- Excerpt -

Content starts

Tuberculosis, one of the world's biggest killers, is spreading globally and gaining in virulence as some strains are learning to evolve into almost bullet-proof bugs dubbed "XDR-TB."

The X stands for "extreme" and often translates into an incurable, deadly disease.

"We desperately need better and faster-acting drugs for TB," said Dr. Peter Small, head of the tuberculosis program at the Seattle-based Bill & Melinda Gates Foundation.

To assist in this increasingly desperate endeavor, the Seattle philanthropy today announced that it has given $104 million to a non-profit, international organization called the Global Alliance for TB Drug Development (or, more commonly, the TB Alliance).

"When we formed about five years ago, there was not a single TB drug in the (research and development) pipeline," said Maria Freire, president of the TB Alliance. The organization has offices in New York, Brussels and Cape Town, South Africa.

Today, partly due to the first $25 million the Gates Foundation donated in February 2000 to help launch the initiative, Freire said the group and its partners have two new TB drugs in clinical trials and nine other candidate drugs under development.

The new Gates grant, she said, will help bring one of the new antibiotic drugs called moxifloxacin through phase 2 studies and into the large-scale phase 3 clinical tests needed before it can be widely distributed. Made by Bayer Healthcare, this antibiotic could significantly reduce the treatment time required to cure patients, experts believe.

"One of the key problems with the treatment is simply the length of time it takes to work," said Dr. Jaime Bayona, director of Socios en Salud (Partners in Health), a TB-focused program in Peru affiliated with Harvard University and the world-renowned health advocate Dr. Paul Farmer.

"These drugs (in use today) are over 40 years old," said Bayona. A routine TB case, he noted, typically requires an infected person to swallow nearly a dozen pills a day for six to nine months.

Content ends

- Data supplied -
Content starts

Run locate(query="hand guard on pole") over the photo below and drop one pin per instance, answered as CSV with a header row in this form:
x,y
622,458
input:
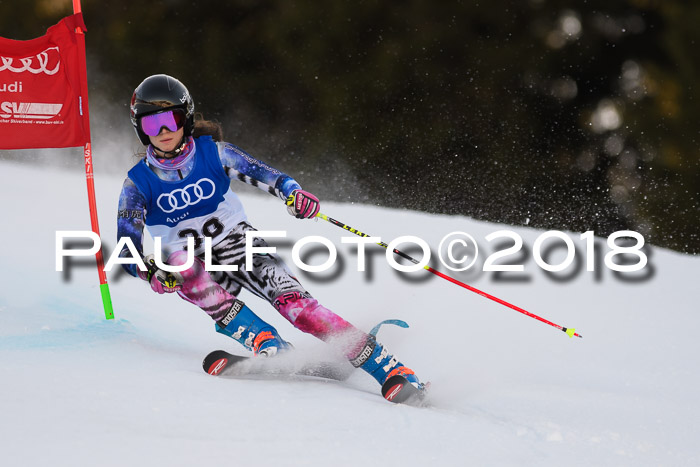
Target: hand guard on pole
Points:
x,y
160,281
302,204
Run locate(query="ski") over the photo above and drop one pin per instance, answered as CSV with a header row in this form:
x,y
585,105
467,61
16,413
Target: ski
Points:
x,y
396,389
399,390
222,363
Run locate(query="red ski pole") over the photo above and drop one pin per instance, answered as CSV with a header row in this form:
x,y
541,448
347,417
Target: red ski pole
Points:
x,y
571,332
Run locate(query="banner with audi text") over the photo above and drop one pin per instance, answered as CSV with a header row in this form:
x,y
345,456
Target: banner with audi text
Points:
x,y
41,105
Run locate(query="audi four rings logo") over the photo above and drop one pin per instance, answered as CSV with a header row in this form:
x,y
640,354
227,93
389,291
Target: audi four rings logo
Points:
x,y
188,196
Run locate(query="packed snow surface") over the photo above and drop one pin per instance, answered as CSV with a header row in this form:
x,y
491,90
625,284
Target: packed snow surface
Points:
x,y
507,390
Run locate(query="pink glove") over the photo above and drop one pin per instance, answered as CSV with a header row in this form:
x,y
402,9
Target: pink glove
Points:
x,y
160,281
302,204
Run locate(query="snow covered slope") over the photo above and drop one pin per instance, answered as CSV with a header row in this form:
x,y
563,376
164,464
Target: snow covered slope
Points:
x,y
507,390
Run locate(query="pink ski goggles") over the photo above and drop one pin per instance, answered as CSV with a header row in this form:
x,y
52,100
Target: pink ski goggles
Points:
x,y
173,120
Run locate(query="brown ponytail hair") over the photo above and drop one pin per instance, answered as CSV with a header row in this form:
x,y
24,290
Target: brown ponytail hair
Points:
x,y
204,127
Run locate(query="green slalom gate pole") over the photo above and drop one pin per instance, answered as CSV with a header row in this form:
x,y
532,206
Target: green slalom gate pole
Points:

Content ends
Content starts

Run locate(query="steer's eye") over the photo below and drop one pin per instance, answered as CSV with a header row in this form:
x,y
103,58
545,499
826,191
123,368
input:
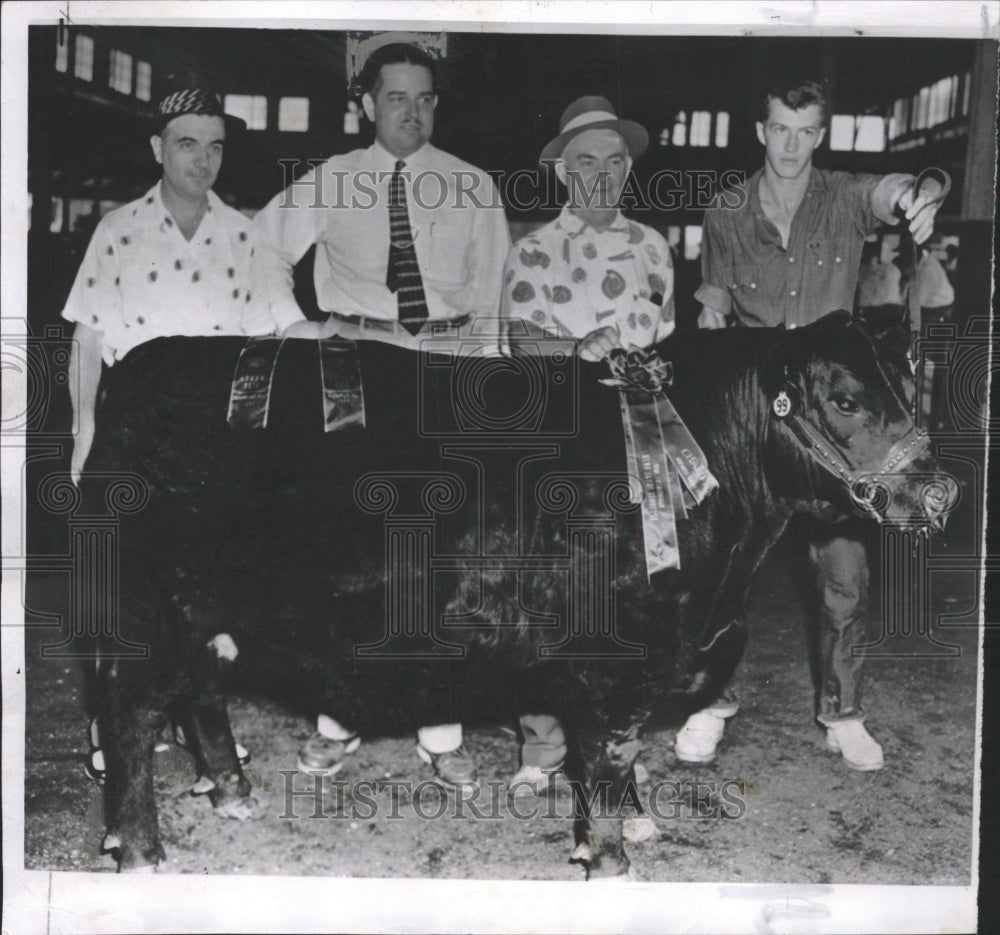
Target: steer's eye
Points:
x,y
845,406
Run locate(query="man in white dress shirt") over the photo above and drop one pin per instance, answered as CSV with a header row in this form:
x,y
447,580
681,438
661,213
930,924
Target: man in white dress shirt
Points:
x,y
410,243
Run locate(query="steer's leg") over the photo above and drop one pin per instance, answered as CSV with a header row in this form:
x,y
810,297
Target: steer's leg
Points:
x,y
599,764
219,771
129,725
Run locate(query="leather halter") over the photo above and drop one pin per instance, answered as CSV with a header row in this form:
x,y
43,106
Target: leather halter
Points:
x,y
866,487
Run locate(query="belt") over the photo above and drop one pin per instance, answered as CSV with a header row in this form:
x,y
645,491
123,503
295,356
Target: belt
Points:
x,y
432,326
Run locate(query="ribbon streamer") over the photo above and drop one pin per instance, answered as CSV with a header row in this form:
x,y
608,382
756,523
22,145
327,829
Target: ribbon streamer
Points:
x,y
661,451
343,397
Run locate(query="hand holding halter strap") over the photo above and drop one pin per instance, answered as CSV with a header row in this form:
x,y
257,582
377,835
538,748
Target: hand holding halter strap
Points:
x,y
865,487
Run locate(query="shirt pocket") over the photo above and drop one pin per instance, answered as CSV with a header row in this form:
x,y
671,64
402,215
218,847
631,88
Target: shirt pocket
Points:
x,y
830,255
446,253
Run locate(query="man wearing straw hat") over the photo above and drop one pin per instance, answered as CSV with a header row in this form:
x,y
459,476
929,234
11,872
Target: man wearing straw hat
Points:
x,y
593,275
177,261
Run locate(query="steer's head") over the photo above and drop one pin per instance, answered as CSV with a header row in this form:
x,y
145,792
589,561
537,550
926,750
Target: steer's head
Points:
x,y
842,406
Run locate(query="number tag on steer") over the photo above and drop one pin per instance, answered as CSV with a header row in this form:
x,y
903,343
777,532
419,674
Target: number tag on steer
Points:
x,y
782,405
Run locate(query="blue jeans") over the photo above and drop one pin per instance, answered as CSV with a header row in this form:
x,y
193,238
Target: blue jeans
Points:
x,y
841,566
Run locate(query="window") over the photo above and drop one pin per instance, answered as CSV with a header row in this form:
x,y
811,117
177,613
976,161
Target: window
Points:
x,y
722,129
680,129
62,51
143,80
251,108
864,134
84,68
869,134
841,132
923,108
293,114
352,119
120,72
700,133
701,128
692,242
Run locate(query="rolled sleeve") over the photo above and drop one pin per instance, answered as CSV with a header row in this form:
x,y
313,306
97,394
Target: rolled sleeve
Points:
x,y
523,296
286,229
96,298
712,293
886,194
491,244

Content ends

- What needs to be done -
For each statement, say yes or no depending on whether it agrees with the tuberculosis article, and quote the article's words that decide it.
1. The Gates Foundation's new grant to the TB Alliance is $104 million.
2. The TB Alliance has an office in Seattle.
3. A routine TB case calls for pills over about three months.

- Written response -
1. Yes: "the Seattle philanthropy today announced that it has given $104 million to a non-profit, international organization called the Global Alliance for TB Drug Development"
2. No: "The organization has offices in New York, Brussels and Cape Town, South Africa."
3. No: "typically requires an infected person to swallow nearly a dozen pills a day for six to nine months"